## WHAT IS EXPECTED:
Convert all the lines below into a numbered list, skipping any blank lines.

## INFORMATION GIVEN:
○ ○ ○ ○ ○

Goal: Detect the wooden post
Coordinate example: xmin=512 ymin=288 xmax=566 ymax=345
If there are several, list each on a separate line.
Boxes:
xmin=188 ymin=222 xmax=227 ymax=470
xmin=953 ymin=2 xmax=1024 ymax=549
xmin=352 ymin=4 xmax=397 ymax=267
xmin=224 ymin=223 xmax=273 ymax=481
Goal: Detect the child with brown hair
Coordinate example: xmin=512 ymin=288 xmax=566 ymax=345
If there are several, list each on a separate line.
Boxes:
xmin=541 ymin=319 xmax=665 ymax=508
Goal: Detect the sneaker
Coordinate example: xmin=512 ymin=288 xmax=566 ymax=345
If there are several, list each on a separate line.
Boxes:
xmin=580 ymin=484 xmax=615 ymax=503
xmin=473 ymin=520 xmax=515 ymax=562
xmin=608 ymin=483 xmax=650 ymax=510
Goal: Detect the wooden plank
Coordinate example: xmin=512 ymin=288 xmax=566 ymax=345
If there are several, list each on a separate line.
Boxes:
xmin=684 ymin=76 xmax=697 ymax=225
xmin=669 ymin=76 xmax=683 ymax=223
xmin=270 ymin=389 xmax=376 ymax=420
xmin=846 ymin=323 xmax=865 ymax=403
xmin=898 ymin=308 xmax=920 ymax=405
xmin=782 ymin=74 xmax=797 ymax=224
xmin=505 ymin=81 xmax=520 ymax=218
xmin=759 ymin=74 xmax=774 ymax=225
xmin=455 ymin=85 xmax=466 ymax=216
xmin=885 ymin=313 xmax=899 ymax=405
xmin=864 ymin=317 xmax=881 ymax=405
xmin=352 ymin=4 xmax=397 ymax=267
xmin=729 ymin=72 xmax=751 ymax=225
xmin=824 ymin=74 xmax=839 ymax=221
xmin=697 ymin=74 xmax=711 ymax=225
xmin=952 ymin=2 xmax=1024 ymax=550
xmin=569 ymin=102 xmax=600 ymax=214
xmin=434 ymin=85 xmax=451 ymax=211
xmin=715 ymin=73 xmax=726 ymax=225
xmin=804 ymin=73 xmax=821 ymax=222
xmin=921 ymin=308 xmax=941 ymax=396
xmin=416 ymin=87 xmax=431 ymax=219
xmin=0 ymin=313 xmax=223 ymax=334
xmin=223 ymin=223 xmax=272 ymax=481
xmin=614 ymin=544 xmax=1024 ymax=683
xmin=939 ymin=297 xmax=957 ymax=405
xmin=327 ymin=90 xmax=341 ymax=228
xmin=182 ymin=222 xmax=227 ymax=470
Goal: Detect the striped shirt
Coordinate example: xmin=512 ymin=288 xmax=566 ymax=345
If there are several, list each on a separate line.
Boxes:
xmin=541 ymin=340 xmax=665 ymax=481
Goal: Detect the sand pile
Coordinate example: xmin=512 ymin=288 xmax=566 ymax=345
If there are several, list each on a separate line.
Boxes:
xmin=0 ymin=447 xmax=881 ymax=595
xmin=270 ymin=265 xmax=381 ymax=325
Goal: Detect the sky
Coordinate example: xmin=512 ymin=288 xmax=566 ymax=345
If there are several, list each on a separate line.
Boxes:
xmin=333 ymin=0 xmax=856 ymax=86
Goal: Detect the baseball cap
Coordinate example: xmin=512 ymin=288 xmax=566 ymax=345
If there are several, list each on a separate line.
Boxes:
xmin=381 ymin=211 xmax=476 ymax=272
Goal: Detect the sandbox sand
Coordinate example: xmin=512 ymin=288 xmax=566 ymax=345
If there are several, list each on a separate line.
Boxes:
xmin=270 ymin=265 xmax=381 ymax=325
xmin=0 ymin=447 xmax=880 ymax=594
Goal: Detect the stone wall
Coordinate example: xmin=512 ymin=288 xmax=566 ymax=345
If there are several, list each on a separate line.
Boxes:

○ ○ ○ ○ ○

## TASK SOLUTION:
1. Goal: Detect the wooden post
2. Coordinate example: xmin=512 ymin=288 xmax=566 ymax=345
3. If there are several, list each on a separate line.
4. Boxes:
5. xmin=188 ymin=222 xmax=227 ymax=470
6. xmin=953 ymin=2 xmax=1024 ymax=549
7. xmin=352 ymin=4 xmax=397 ymax=267
8. xmin=224 ymin=223 xmax=273 ymax=481
9. Goal: Detect the child with brown hair
10. Coordinate example: xmin=512 ymin=288 xmax=566 ymax=345
11. If there are several, list each on a separate line.
12. Boxes:
13. xmin=541 ymin=319 xmax=665 ymax=508
14. Goal: Detect the sneaker
15. Coordinate example: xmin=512 ymin=288 xmax=566 ymax=345
16. If there are several, list each on a separate line.
17. Boxes:
18. xmin=580 ymin=484 xmax=615 ymax=503
19. xmin=473 ymin=520 xmax=515 ymax=562
20. xmin=608 ymin=483 xmax=650 ymax=510
21. Goal: Detect the wooden plank
22. Coordinate example: xmin=512 ymin=288 xmax=566 ymax=345
23. If there are several, list each on a separate line.
24. Boxes:
25. xmin=684 ymin=76 xmax=697 ymax=225
26. xmin=669 ymin=76 xmax=683 ymax=223
27. xmin=270 ymin=389 xmax=376 ymax=420
28. xmin=846 ymin=323 xmax=865 ymax=403
29. xmin=898 ymin=308 xmax=920 ymax=405
30. xmin=782 ymin=74 xmax=797 ymax=224
31. xmin=505 ymin=81 xmax=520 ymax=218
32. xmin=759 ymin=74 xmax=774 ymax=225
33. xmin=455 ymin=85 xmax=466 ymax=216
34. xmin=885 ymin=313 xmax=899 ymax=405
35. xmin=864 ymin=317 xmax=881 ymax=405
36. xmin=352 ymin=4 xmax=397 ymax=267
37. xmin=729 ymin=72 xmax=751 ymax=225
38. xmin=824 ymin=74 xmax=839 ymax=221
39. xmin=697 ymin=74 xmax=711 ymax=225
40. xmin=952 ymin=2 xmax=1024 ymax=550
41. xmin=569 ymin=102 xmax=600 ymax=214
42. xmin=434 ymin=85 xmax=451 ymax=211
43. xmin=715 ymin=73 xmax=726 ymax=225
44. xmin=804 ymin=73 xmax=821 ymax=222
45. xmin=921 ymin=308 xmax=941 ymax=396
46. xmin=416 ymin=87 xmax=431 ymax=219
47. xmin=0 ymin=313 xmax=223 ymax=334
48. xmin=223 ymin=223 xmax=272 ymax=481
49. xmin=614 ymin=544 xmax=1024 ymax=683
50. xmin=939 ymin=297 xmax=957 ymax=405
51. xmin=327 ymin=90 xmax=341 ymax=228
52. xmin=182 ymin=222 xmax=227 ymax=470
53. Goal: Detect the striped shirt
54. Coordinate example: xmin=512 ymin=288 xmax=566 ymax=345
55. If there are several, list each on a separate line.
56. Boxes:
57. xmin=541 ymin=340 xmax=665 ymax=481
58. Goal: Detect the sand pile
59. Coordinate example: xmin=512 ymin=288 xmax=566 ymax=345
60. If there are several, list each on a separate line.
61. Boxes:
62. xmin=0 ymin=447 xmax=881 ymax=595
63. xmin=270 ymin=265 xmax=381 ymax=325
64. Goal: Detect the sky
65. Coordinate example: xmin=512 ymin=288 xmax=566 ymax=345
66. If there are several, list each on a separate line.
67. Boxes:
68. xmin=333 ymin=0 xmax=856 ymax=86
69. Goal: Detect the baseball cap
70. Coordinate example: xmin=512 ymin=288 xmax=566 ymax=345
71. If there are several, list each on a separate line.
72. Boxes:
73. xmin=381 ymin=211 xmax=476 ymax=272
74. Goal: Detect the sandbox sand
75. Coordinate example: xmin=512 ymin=288 xmax=566 ymax=345
76. If there are several, list each on a separate line.
77. Boxes:
78. xmin=270 ymin=265 xmax=381 ymax=325
79. xmin=0 ymin=447 xmax=880 ymax=594
80. Goal: Detect the stone wall
81. Coordinate example: xmin=512 ymin=288 xmax=566 ymax=345
82. If there are several, list each on a separate line.
83. Boxes:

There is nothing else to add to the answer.